* **Tugas Anda**
A) Sebutkan semua kesalahan warga Mekah kepada Nabi yang disebut dalam kutipan tentang penaklukan Kota Mekah.
B) Teruskan kutipan tentang penaklukan Kota Mekah, mulai setelah kalimat terakhirnya.

* **Kutipan Terpilih**
# # # # # # #

MINTA maaf itu sangat berat. Tapi, lebih berat lagi untuk yang memaafkan.
Ketika peristiwa takluknya Kota Mekah ke pangkuan umat Islam, hampir seluruh warganya merasa akan ‘dihukum’ oleh Rasulullah shallallahu ‘alaihi wasallam.
Mereka ingat betul telah melakukan banyak kesalahan kepada Nabi. Mulai dari menghina, meludahi, memfitnah, mengusir keluarga Nabi, hingga memerangi.
Kini mereka begitu tak berdaya di hadapan Nabi. Mereka pasrah. Mereka dikumpulkan di dua tempat: di rumah Abu Sufyan dan di Masjid Al-Haram.
Rasanya semua mereka membayangkan hal yang sama. Mereka akan dieksekusi oleh Muhammad shallallahu ‘alaihi wasallam, orang yang selama ini telah mereka zalimi.
Namun, apa yang akhirnya mereka saksikan. Nabi shallallahu ‘alaihi wasallam menghampiri mereka dalam posisi yang membungkuk di atas unta. Bukan kepada mereka, tapi kepada Allah subhanahu wata’ala yang telah menganugerahkan kemenangan tanpa peperangan.
Diumumkan, semua warga Mekah telah dimaafkan Nabi. Semua orang dijamin keamanan harta dan jiwanya. Padahal, mereka belum sempat mengucapkan permintaan maaf.

# # # # # # #

* **Baris Data**
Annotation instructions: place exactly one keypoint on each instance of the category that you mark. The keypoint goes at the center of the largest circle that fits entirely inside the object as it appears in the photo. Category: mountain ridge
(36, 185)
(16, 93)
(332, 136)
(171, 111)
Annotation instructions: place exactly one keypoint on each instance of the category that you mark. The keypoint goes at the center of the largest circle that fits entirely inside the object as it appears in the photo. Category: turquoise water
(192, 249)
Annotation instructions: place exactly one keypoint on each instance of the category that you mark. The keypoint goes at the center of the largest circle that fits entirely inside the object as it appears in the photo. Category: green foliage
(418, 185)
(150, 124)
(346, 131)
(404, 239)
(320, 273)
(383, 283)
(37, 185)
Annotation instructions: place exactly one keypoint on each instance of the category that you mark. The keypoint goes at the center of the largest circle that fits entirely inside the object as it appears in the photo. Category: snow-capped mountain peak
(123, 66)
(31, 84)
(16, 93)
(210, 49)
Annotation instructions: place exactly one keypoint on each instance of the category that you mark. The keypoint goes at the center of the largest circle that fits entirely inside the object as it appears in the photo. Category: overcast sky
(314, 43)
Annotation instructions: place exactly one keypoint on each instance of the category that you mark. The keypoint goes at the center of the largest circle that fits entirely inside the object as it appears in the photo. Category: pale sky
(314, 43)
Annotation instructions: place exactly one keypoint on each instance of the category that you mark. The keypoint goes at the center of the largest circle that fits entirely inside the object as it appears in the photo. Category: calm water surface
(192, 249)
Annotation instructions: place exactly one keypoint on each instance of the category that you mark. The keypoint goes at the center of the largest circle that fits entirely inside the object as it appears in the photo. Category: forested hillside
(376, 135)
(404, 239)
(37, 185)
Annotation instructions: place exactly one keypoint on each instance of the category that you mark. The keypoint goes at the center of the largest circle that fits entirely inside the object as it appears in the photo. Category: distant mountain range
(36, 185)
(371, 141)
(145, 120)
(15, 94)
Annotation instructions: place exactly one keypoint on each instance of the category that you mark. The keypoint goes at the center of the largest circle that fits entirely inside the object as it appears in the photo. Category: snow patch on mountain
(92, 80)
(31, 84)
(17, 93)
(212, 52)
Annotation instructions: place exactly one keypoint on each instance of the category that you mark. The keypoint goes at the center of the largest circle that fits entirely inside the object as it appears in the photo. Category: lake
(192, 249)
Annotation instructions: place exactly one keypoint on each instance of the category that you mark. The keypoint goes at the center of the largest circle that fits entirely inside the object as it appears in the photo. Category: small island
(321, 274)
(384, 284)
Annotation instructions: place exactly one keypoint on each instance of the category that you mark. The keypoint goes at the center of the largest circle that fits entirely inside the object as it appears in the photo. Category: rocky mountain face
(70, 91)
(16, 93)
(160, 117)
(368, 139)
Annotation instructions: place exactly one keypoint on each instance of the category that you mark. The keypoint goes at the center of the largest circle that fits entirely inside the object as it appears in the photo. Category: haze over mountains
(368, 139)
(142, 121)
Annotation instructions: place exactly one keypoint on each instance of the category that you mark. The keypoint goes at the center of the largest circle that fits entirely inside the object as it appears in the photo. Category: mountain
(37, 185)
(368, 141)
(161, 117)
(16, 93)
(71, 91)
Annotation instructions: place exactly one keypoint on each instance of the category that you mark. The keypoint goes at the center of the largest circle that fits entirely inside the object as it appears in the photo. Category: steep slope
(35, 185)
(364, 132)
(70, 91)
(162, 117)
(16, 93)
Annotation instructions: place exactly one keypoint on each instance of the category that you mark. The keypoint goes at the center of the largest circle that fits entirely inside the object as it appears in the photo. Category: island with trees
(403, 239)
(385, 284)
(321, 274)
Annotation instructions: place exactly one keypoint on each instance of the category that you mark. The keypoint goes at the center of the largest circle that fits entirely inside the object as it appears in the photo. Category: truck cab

# # # # # # #

* **Jawaban Tugas**
A)
- Menghina
- Meludahi
- Memfitnah
- Mengusir keluarga Nabi
- Memerangi

B)
Sontak, mereka pun takjub. Mereka menyatakan diri masuk Islam, tanpa paksaan.
**
Tak ada untungnya menahan maaf terhadap mereka yang bersalah dengan kita. Sementara jika tidak dimaafkan, Allah akan menghukum mereka karena kesalahan terhadap kita.
Meminta maaf itu memang berat. Tapi lebih berat lagi, memaafkan mereka tanpa menunggu permintaan maaf.
Nabi pernah memuji seorang sahabat sebagai calon penghuni surga sebanyak tiga kali di momen yang berbeda. Hal ini karena sahabat tersebut biasa memaafkan siapa pun di setiap malam sebelum tidurnya.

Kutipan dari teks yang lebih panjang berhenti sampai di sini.